Can you update the entries below, swapping "Highlight" for "Mark" and leaving everything else unchanged?

— Start of DATASET RECORDS —

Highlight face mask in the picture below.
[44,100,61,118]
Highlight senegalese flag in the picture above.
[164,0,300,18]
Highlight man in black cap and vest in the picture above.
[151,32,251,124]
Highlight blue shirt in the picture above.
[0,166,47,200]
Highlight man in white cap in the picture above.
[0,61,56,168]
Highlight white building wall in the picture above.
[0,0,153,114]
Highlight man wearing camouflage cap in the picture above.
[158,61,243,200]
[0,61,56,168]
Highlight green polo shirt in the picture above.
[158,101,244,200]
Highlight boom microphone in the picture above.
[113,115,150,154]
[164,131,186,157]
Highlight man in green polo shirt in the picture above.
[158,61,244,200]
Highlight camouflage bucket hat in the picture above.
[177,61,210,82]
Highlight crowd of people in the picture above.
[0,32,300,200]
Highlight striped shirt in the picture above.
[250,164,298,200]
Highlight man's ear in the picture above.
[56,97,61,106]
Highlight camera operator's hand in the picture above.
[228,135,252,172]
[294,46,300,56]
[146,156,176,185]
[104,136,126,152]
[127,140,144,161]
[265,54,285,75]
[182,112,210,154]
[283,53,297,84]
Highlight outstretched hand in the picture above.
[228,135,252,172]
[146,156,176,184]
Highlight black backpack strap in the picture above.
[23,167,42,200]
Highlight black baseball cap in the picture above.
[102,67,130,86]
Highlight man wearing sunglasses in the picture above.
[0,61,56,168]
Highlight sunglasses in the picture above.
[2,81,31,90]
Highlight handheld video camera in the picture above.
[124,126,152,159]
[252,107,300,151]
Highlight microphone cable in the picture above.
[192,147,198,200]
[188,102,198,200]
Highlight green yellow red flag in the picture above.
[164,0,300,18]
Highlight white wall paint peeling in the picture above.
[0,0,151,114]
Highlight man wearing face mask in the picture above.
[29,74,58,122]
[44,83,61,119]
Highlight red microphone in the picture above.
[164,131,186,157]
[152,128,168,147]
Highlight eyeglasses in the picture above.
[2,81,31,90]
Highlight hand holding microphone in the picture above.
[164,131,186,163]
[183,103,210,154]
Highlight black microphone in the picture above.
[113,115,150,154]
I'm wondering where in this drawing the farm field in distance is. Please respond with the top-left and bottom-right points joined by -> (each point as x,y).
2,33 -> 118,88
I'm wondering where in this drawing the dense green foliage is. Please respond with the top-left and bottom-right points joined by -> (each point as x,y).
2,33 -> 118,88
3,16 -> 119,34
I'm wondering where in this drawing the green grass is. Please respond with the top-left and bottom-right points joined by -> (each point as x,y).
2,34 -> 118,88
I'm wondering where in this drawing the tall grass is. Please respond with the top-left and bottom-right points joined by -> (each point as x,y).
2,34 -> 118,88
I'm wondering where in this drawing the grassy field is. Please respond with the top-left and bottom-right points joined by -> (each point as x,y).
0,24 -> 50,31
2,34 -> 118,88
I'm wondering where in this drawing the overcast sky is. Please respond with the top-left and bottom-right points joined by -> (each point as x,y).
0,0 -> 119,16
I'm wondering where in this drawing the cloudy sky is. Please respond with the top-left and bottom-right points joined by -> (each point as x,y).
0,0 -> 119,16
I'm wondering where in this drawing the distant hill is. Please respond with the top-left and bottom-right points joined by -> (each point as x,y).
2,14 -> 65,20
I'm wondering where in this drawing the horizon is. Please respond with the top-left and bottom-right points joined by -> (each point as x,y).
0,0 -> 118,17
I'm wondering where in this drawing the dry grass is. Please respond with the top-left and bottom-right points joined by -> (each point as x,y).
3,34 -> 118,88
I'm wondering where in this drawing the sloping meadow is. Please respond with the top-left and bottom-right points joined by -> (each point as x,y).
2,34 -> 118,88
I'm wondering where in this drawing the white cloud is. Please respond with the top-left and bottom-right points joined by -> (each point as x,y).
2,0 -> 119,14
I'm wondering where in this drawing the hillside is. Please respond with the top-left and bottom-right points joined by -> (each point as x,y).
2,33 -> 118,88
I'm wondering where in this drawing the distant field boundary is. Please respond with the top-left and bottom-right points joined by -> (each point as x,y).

— End of DATASET RECORDS —

--- REPLY ---
Mark face mask in the picture below.
[44,100,61,118]
Mark senegalese flag in the picture above.
[164,0,300,18]
Mark man in black cap and vest in the picture above.
[151,32,251,124]
Mark blue shirt in the picture above.
[0,166,47,200]
Mark man in white cap in the picture above.
[0,61,56,168]
Mark white building wall in the picture above.
[0,0,153,114]
Mark man wearing camouflage cap in the picture above.
[158,61,243,200]
[0,61,56,168]
Mark green polo shirt in the picture above.
[158,101,244,200]
Mark boom microphone in the picture above.
[113,115,150,154]
[164,131,186,157]
Mark man in green polo shirt in the picture above.
[158,61,244,200]
Mark camouflage bucket hat in the picture above.
[177,61,210,82]
Mark crowd of people in the picture above.
[0,32,300,200]
Mark striped shirt in the picture above.
[250,164,298,200]
Mark man's ear in the picture above.
[56,97,61,106]
Mark camera operator's hand in the picture above.
[228,135,252,172]
[294,46,300,56]
[146,156,176,185]
[104,136,126,152]
[127,140,144,161]
[265,54,285,75]
[182,112,210,154]
[283,53,297,84]
Mark outstretched hand in the picture above.
[228,135,252,172]
[146,156,176,184]
Mark black backpack strap in the picture above.
[23,167,42,200]
Mark black baseball cap in the picture above.
[102,67,130,86]
Mark man wearing sunglasses in the picture above.
[0,61,56,168]
Mark sunglasses in the picture above.
[2,81,31,90]
Mark handheld video camera in the picture above.
[124,126,152,159]
[252,107,300,151]
Mark microphone cable in the picture above.
[192,147,198,200]
[188,102,198,200]
Mark green yellow red flag in the picture above.
[164,0,300,18]
Mark white wall paint peeling in the picture above.
[0,0,151,114]
Mark man wearing face mask in the picture above.
[29,74,58,122]
[44,83,61,119]
Mark red microphone in the picture above.
[164,131,186,157]
[152,128,168,147]
Mark eyeglasses in the picture above.
[2,81,31,90]
Mark hand holding microphone in the picture above.
[164,131,186,163]
[183,103,210,154]
Mark black microphone in the picture above.
[113,115,150,154]
I'm wondering where in this drawing the farm field in distance is. Please respond with the top-left and bottom-right points joined by -> (each point as x,y).
2,33 -> 118,88
I'm wondering where in this drawing the dense green foliage is. Please respond with the top-left and bottom-right points joined by -> (each point as x,y).
2,33 -> 118,88
3,16 -> 119,34
I'm wondering where in this drawing the green grass is. Please respond with the top-left and bottom-right points joined by -> (each point as x,y).
2,34 -> 118,88
I'm wondering where in this drawing the tall grass is. Please respond with the top-left and bottom-right points joined by -> (each point as x,y).
2,34 -> 118,88
I'm wondering where in this drawing the grassy field is. Please respond with the top-left and bottom-right points joined by -> (each point as x,y).
0,24 -> 50,31
2,34 -> 118,88
I'm wondering where in this drawing the overcast sky is. Please respond with the top-left and bottom-right points joined by -> (each point as x,y).
0,0 -> 119,16
I'm wondering where in this drawing the cloudy sky is. Please respond with the top-left and bottom-right points joined by -> (each point as x,y).
0,0 -> 119,16
I'm wondering where in this drawing the distant hill is. Please respond with the top-left and bottom-right points joined by -> (each point as x,y).
2,14 -> 65,20
I'm wondering where in this drawing the horizon is. Please respond with the top-left and bottom-right points joined by -> (each point as x,y).
0,0 -> 118,17
I'm wondering where in this drawing the dry grass is. Please respond with the top-left and bottom-right points joined by -> (each point as x,y).
3,34 -> 118,88
I'm wondering where in this drawing the sloping meadow is. Please respond with the top-left and bottom-right points joined by -> (each point as x,y).
2,34 -> 118,88
I'm wondering where in this drawing the white cloud is. Please respond with the top-left and bottom-right points joined by -> (each point as x,y).
2,0 -> 119,14
I'm wondering where in this drawing the hillside is. Please respond with the top-left and bottom-right points joined by -> (each point as x,y).
2,33 -> 118,88
I'm wondering where in this drawing the distant field boundary is. Please respond with the top-left and bottom-right points joined by -> (each point as x,y).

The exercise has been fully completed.